[Dataset entries]
────

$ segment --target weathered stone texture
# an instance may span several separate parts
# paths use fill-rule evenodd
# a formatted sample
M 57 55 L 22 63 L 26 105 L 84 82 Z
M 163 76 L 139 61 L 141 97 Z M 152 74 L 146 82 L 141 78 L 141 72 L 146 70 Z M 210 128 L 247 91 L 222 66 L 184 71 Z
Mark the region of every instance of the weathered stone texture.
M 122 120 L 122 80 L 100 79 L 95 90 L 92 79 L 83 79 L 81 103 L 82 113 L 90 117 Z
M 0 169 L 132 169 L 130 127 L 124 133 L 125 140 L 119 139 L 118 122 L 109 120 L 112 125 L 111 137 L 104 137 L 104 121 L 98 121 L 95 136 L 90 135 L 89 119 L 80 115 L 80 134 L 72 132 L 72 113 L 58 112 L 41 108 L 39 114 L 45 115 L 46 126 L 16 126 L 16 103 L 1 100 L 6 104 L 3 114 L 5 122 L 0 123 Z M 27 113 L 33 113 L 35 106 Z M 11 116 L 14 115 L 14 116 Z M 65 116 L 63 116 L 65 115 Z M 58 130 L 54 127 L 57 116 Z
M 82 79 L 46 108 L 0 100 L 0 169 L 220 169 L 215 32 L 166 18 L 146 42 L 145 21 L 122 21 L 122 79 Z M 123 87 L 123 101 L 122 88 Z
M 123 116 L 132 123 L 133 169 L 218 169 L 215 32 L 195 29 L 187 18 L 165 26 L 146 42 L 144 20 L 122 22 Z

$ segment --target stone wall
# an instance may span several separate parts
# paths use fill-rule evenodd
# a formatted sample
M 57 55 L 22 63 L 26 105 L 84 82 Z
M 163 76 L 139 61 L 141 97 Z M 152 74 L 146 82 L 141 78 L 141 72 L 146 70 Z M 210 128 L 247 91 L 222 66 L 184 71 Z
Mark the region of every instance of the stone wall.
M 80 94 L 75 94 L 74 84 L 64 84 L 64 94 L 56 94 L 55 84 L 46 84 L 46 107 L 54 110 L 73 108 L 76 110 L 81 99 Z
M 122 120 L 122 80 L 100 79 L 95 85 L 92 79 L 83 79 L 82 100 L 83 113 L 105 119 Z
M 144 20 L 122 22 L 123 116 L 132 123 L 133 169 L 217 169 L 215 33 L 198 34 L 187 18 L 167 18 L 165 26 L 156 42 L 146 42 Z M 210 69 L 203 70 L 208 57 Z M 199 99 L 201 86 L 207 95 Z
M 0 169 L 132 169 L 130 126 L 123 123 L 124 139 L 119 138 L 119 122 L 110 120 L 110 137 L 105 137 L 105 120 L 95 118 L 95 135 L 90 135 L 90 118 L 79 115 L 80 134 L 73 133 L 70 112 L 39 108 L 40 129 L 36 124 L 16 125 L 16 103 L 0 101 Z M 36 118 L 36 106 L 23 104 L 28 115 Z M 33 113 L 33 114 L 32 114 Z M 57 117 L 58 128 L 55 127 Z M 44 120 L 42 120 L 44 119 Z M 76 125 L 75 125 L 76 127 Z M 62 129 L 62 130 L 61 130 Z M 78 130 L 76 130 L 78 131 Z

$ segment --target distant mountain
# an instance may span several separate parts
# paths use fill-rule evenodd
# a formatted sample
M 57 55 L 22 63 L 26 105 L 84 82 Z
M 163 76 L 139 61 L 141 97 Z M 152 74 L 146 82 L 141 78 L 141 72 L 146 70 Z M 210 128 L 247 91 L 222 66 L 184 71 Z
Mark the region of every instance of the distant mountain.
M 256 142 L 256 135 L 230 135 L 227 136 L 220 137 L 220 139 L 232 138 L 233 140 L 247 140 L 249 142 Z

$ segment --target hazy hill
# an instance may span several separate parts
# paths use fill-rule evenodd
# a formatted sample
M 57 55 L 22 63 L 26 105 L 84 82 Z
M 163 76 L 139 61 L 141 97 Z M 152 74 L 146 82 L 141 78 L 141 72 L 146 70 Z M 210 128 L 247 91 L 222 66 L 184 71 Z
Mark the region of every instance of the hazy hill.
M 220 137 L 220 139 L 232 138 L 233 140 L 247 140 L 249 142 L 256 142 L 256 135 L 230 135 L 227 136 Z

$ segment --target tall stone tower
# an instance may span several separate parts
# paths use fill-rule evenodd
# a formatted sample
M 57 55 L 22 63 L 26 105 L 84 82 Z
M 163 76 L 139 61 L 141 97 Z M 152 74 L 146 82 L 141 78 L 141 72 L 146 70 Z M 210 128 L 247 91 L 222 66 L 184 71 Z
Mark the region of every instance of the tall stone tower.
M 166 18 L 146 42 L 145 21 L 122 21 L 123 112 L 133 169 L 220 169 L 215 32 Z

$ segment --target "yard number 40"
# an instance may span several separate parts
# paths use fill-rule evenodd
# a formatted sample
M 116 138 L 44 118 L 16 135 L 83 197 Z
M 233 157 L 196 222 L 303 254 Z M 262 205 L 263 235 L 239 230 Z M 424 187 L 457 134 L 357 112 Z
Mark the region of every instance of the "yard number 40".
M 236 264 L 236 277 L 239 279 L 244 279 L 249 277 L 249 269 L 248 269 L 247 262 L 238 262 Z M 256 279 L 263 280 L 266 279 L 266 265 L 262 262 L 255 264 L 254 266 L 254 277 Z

────

▶ [Instructions to follow]
Could you lay out the lines from the start of the records through the line containing "M 123 116 L", inclusive, as a numbered list with blank lines left out?

▶ [Task response]
1. $ segment --target weathered stone texture
2. # an instance may span several separate parts
3. # paths use fill-rule evenodd
4. # a formatted sample
5. M 57 55 L 22 63 L 26 105 L 84 82 Z
6. M 163 76 L 139 61 L 141 97 Z M 152 74 L 146 82 L 141 78 L 141 72 L 146 70 Z M 210 128 L 247 91 L 222 66 L 184 71 Z
7. Mark the region of every instance of the weathered stone texture.
8. M 122 120 L 122 80 L 100 79 L 95 90 L 92 79 L 83 79 L 81 103 L 82 113 L 90 117 Z
9. M 0 169 L 132 169 L 130 127 L 124 133 L 125 140 L 119 139 L 118 122 L 109 120 L 112 125 L 111 137 L 104 137 L 104 121 L 98 121 L 95 136 L 90 135 L 89 119 L 80 115 L 80 134 L 72 132 L 72 113 L 58 112 L 41 108 L 39 114 L 45 115 L 46 126 L 16 126 L 16 103 L 1 100 L 6 104 L 3 114 L 5 122 L 0 123 Z M 27 113 L 33 113 L 35 106 Z M 11 116 L 14 115 L 14 116 Z M 65 116 L 63 116 L 65 115 Z M 58 130 L 54 127 L 57 116 Z
10. M 82 79 L 46 108 L 0 100 L 0 169 L 220 169 L 215 32 L 166 18 L 146 42 L 145 21 L 122 21 L 122 79 Z M 123 87 L 123 101 L 122 88 Z
11. M 123 116 L 132 123 L 133 169 L 218 169 L 215 32 L 195 29 L 187 18 L 165 26 L 146 42 L 144 20 L 122 22 Z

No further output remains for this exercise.